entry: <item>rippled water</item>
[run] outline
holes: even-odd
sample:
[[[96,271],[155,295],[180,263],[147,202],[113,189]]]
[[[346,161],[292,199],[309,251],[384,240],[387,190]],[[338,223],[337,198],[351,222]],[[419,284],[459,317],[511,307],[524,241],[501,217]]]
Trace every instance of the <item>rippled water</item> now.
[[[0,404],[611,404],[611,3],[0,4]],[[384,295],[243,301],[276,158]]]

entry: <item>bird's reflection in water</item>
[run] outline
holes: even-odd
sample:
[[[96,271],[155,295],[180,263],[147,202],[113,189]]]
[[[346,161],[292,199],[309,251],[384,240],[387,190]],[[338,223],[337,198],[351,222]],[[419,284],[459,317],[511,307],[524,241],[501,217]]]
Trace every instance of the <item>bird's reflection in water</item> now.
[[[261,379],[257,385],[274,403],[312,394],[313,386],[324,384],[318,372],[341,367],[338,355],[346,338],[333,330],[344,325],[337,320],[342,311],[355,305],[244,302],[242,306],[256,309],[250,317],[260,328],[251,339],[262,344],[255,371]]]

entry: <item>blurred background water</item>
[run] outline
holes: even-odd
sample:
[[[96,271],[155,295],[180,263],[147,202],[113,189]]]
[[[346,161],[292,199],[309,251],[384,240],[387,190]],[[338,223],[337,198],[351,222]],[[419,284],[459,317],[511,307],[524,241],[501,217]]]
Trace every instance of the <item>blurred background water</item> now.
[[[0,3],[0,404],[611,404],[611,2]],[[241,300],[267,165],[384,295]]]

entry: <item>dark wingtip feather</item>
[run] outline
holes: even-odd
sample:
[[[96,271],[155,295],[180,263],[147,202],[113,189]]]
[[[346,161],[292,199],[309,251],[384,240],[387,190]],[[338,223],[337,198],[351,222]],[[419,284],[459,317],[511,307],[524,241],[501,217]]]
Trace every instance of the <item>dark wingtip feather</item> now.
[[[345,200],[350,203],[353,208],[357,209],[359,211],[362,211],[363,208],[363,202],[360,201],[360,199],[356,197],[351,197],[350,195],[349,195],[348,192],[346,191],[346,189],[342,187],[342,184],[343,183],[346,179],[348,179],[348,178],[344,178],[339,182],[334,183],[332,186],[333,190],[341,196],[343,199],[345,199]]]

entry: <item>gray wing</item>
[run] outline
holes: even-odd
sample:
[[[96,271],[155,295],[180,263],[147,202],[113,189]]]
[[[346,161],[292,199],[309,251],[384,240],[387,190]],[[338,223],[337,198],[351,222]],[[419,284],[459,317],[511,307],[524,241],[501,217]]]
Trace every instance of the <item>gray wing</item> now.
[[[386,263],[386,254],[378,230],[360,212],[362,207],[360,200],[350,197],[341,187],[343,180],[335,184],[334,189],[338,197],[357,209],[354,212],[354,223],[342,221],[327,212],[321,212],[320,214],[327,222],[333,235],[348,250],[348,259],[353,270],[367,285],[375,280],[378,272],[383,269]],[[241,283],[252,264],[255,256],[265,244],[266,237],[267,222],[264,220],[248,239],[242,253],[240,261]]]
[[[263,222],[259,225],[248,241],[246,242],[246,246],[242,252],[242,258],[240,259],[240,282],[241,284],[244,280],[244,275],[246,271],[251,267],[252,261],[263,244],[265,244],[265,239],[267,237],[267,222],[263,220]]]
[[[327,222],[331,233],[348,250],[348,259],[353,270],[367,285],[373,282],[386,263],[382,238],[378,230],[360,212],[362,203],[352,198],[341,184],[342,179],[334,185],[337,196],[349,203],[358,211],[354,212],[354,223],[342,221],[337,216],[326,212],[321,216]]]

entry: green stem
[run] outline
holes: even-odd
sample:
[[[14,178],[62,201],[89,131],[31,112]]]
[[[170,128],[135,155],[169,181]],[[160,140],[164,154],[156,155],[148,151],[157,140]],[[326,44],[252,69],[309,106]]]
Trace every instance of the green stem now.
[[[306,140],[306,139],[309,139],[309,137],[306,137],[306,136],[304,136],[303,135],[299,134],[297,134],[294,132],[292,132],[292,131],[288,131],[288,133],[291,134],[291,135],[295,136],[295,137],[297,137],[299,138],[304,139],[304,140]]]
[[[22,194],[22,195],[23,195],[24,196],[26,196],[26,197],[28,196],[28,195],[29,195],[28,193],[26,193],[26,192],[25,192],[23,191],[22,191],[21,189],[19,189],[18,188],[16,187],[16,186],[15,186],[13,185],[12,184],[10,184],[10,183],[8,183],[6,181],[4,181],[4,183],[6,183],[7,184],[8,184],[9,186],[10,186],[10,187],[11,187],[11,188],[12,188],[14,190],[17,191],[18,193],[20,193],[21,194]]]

---+---

→ **Given exercise**
Copy the records word for word, starting at the line that contains "entry: <item>bird's reflection" and ending at the line that contains "Trace every instance of the <item>bird's".

→ **Full answer**
entry: <item>bird's reflection in water</item>
[run] outline
holes: even-odd
sample:
[[[96,271],[155,295],[180,263],[147,202],[113,189]]]
[[[346,161],[292,199],[309,251],[384,240],[387,190]],[[338,223],[337,198],[351,222]],[[419,284],[459,317],[511,307],[524,241],[501,217]]]
Trace every instance of the <item>bird's reflection in water</item> now.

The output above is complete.